In the lesson plan on science in Greek and Roman civilization, which Greek figure is called the Father of Medicine?

== Given text ==
Content starts

Lesson Plan

History of Science in Greek and Roman Civilization

I.Objectives

At the end of the lesson, the student should be able to:

1. Understand the historical background of science in Greek and Roman civilization
2. Identify what are the fields of science that has a significant development during this period.
3. Enumerate the people who is involved in the development of science.
4. Identify the contributions of these people.

II.Subject Matter

A.Topic - Science in Rome and Greek civilizations

B.References - Science, Technology and Society by Caus, www. wikipedia/org.

C. Instructional Materials

cartolina scissors

marker tape

III.Learning Strategies

A.Daily Routine

Prayer

Greetings

Checking of attendance

B.Review of past lessons

What is Astronomy?

Enumerate and define the two major categories of Astronomy.

C.Motivation

Cross Word Puzzle

After letting the student to analyze the word puzzle, ask some of them to go in front and encircle the words that are related to our new topic.

D.Lesson Proper

What is the historical background of Science in Greek Civilization?

The Greek civilization emerged in the history of the world around 1100 B.C. It is said that the Greeks were the first culture to undertake true scientific inquiry. And after the discovery and use of iron weapons, Greeks began to explain the universe and themselves in a deeper way. The earliest Greek have been fully developed astronomy, mechanics, physics, geography and medicine.

Who were the Greek men that leave vital imprints in the development of Science?

Thales – he taught and reasoned that matter was composed of / or convertible into water. He was also the astronomer that predicted the eclipse in 585 B.C

Hippocrates – the first Greek to challenge the notion that the desease was punishment sent by the Gods. He discovered the connection between human disease and poor environmental conditions. He is considered as the Father of Medicine.

Aristotle – he founded the Lyceum of Athens and his works was mainly in the classification of plants and animals.

Pythagoras – with other Greek mathematicians, they perfected the geometry and he postulated the Pythagorean Theorem.

Archimedes – he discovers the Principle of Lever and Pulley that leads to the inventions of machines.

Ptolemy – is one of the greatest astronomers of the ancient time. His Geocentric theory of the universe becomes popular and official model of the universe for more than thousand years

What is the historical background of Science in Greek Civilization?

Content ends

== Supplied records ==
Content starts

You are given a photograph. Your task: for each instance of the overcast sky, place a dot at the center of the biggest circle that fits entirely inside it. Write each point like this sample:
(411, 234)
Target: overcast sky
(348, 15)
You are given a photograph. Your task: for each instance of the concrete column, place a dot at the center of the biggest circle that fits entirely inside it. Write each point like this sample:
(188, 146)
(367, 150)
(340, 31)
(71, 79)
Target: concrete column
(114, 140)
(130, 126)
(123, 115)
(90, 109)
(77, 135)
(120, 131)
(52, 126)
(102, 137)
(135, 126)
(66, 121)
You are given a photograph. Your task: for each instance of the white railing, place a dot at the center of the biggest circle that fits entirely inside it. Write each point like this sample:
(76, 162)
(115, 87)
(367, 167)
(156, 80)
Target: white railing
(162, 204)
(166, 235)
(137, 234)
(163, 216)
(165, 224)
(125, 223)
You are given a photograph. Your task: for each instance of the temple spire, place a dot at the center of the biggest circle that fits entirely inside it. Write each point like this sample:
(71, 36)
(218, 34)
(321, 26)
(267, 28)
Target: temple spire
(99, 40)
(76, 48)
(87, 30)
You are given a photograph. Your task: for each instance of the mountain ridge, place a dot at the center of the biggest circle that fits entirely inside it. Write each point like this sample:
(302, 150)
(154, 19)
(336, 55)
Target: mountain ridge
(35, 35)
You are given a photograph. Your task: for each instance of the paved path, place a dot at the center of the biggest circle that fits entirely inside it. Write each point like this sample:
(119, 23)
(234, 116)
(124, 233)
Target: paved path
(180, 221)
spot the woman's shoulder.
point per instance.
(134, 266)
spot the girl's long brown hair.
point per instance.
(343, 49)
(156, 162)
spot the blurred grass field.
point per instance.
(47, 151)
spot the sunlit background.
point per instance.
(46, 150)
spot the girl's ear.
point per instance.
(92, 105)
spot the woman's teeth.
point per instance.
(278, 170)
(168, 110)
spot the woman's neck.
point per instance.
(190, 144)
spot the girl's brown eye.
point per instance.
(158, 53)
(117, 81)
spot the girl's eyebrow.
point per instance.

Content ends

== Problem solution ==
Hippocrates